▸ Page text:
--------

Protest
Hamza Warsame died over the weekend, on the 300 block of Summit Avenue. Friends and family gathered yesterday at Seattle Central's campus. Ansel Herz

The Seattle Police Department acknowledged on Tuesday what it called “community concerns” about the falling death on December 5 of Hamza Warsame, a 16-year-old high school student who took college courses at Seattle Central. The SPD pledged that Assistant Chief Robert Merner would personally supervise the investigation into his death.

Yesterday, Ikram Warsame, the boy's 18-year-old sister, led a boisterous march of several dozen students and supporters from the college to the SPD's East Precinct station. In an interview with The Stranger, she said it was frustrating to first hear on social media—where the hashtag #Justice4Hamza has gone viral—that police were not investigating the death as a homicide. When that came out, she said, people began speculating that her brother committed suicide. Others raised the possibility he had been murdered. The hashtag #Justice4Hamza has already trended in cities on five continents, according to Q13 Fox.

The SPD says the investigation is classified as a death investigation.

I asked Ikram whether her brother's death could have been an accident. "I think that the police—I have some faith in them to bring the truth," she said. "I hope they give us details. I'm just as clueless as everyone right now at this point in the investigation."

Another member of the family, Mumin Dimbil, told the Seattle Globalist he was frustrated with lack of communication by the SPD:

The family of Hamza Warsame criticized the lack of communication and sensitivity from police immediately after his fall.

“It is sad to say we do not know what happened and there has been a lack of communication from the police department,” said Mumin Dimbil, who says he is Warsame’s cousin...

“I want this case to be more on the facts, and not about what someone believes,” Dimbil said. He asked people “to refrain until we find the truth.”

In a conversation outside the precinct as protesters chanted, Captain Paul McDonaugh told Ikram Warsame, "I completely understand it. If I was a family member, I'd have a number of the same questions." Ikram responded, "This is important to me and to everyone here and to my family. That's the reason we're here today."

--------

▸ Dataset records:
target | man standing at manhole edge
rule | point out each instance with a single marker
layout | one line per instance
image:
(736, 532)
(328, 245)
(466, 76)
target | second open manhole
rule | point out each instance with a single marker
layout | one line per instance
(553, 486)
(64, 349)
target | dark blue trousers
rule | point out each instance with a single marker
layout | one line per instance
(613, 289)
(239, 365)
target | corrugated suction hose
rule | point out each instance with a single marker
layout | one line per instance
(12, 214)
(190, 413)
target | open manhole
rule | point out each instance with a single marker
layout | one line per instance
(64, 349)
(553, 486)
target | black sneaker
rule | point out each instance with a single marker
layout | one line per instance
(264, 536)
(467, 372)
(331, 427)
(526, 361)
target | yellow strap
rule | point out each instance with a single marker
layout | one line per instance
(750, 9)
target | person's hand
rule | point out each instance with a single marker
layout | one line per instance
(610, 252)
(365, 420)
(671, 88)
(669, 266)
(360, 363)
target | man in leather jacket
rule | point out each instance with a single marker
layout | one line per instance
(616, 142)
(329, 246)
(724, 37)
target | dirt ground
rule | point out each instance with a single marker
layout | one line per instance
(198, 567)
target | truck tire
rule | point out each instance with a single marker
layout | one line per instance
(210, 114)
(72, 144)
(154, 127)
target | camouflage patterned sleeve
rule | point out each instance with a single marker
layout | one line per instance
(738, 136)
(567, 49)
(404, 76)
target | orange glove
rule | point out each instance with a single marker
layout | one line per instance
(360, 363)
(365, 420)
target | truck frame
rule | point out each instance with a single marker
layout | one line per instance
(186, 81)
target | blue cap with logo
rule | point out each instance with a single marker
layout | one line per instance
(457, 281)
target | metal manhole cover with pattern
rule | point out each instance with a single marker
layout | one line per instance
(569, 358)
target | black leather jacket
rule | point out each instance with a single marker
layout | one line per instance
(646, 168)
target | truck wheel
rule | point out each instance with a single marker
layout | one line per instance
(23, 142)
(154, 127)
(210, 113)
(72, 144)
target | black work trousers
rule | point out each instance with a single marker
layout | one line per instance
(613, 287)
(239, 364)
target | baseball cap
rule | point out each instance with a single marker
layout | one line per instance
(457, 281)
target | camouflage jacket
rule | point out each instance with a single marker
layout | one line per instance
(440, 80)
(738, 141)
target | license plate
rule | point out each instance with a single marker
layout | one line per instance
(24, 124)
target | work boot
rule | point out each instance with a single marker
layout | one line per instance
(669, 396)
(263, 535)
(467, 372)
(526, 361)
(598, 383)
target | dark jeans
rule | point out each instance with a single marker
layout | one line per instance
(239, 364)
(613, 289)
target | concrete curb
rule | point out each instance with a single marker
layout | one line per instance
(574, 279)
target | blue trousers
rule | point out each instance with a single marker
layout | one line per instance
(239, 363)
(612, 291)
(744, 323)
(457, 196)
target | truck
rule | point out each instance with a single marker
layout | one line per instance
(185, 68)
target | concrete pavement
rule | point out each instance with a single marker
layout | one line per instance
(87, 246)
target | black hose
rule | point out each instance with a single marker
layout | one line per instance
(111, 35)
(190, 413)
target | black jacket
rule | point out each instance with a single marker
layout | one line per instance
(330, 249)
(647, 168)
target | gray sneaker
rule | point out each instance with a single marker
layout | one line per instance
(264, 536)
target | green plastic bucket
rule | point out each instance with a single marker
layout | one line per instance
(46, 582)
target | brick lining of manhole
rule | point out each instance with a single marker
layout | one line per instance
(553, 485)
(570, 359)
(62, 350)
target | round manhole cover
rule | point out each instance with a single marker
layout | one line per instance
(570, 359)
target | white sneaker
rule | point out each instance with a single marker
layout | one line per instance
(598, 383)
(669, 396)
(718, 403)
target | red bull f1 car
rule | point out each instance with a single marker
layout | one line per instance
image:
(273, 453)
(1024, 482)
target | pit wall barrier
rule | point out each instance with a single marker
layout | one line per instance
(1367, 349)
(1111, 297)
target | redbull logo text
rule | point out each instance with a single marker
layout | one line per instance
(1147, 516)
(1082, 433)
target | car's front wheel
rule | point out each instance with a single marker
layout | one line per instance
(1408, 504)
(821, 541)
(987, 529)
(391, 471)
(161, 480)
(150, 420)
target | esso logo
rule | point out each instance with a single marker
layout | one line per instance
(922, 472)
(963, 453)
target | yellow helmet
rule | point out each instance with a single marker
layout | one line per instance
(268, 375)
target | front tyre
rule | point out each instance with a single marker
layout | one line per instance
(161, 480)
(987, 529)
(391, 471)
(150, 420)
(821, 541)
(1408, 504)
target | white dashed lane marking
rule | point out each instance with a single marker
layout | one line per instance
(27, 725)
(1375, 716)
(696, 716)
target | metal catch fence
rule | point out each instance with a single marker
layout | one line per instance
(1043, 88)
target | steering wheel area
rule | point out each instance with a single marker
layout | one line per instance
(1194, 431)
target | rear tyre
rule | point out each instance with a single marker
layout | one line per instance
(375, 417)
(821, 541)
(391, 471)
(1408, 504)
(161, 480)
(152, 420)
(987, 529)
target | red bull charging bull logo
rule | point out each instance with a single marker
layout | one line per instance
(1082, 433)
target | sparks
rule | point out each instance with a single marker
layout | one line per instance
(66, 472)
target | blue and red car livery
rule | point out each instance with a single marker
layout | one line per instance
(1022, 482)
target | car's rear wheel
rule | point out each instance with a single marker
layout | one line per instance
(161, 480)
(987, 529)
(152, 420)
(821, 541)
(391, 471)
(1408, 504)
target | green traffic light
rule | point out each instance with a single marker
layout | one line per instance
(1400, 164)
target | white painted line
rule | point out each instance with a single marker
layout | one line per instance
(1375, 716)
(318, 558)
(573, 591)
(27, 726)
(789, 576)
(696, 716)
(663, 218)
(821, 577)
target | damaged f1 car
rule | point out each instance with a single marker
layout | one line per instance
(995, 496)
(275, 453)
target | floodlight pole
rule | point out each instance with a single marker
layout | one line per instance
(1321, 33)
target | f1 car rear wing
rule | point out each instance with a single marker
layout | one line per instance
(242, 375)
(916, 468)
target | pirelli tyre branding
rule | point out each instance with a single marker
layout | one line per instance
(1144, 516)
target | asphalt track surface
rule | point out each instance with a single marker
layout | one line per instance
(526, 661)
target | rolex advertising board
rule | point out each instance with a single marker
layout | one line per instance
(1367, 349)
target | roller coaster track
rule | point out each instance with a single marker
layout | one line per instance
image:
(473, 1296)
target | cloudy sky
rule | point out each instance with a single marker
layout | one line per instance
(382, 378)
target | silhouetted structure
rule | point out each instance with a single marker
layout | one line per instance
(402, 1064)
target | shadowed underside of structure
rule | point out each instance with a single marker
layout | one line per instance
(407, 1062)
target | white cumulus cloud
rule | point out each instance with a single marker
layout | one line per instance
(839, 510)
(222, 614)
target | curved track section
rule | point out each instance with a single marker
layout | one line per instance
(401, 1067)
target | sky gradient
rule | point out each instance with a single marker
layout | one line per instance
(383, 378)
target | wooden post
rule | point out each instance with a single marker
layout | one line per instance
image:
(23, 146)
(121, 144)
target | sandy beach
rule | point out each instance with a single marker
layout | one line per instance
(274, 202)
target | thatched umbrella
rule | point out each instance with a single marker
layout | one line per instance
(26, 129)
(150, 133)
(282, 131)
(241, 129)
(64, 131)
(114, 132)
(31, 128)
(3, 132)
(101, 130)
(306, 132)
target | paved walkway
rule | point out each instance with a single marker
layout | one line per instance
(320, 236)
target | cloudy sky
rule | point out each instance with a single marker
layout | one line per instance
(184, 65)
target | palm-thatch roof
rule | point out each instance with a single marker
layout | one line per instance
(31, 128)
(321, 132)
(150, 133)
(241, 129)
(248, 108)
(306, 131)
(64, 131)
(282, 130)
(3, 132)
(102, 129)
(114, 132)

--------

▸ Prompt:
Retype the full article on the death of Hamza Warsame, word for word. The lines are separate material and have nothing to do with the article.

▸ Response area:
Protest
Hamza Warsame died over the weekend, on the 300 block of Summit Avenue. Friends and family gathered yesterday at Seattle Central's campus. Ansel Herz

The Seattle Police Department acknowledged on Tuesday what it called “community concerns” about the falling death on December 5 of Hamza Warsame, a 16-year-old high school student who took college courses at Seattle Central. The SPD pledged that Assistant Chief Robert Merner would personally supervise the investigation into his death.

Yesterday, Ikram Warsame, the boy's 18-year-old sister, led a boisterous march of several dozen students and supporters from the college to the SPD's East Precinct station. In an interview with The Stranger, she said it was frustrating to first hear on social media—where the hashtag #Justice4Hamza has gone viral—that police were not investigating the death as a homicide. When that came out, she said, people began speculating that her brother committed suicide. Others raised the possibility he had been murdered. The hashtag #Justice4Hamza has already trended in cities on five continents, according to Q13 Fox.

The SPD says the investigation is classified as a death investigation.

I asked Ikram whether her brother's death could have been an accident. "I think that the police—I have some faith in them to bring the truth," she said. "I hope they give us details. I'm just as clueless as everyone right now at this point in the investigation."

Another member of the family, Mumin Dimbil, told the Seattle Globalist he was frustrated with lack of communication by the SPD:

The family of Hamza Warsame criticized the lack of communication and sensitivity from police immediately after his fall.

“It is sad to say we do not know what happened and there has been a lack of communication from the police department,” said Mumin Dimbil, who says he is Warsame’s cousin...

“I want this case to be more on the facts, and not about what someone believes,” Dimbil said. He asked people “to refrain until we find the truth.”

In a conversation outside the precinct as protesters chanted, Captain Paul McDonaugh told Ikram Warsame, "I completely understand it. If I was a family member, I'd have a number of the same questions." Ikram responded, "This is important to me and to everyone here and to my family. That's the reason we're here today."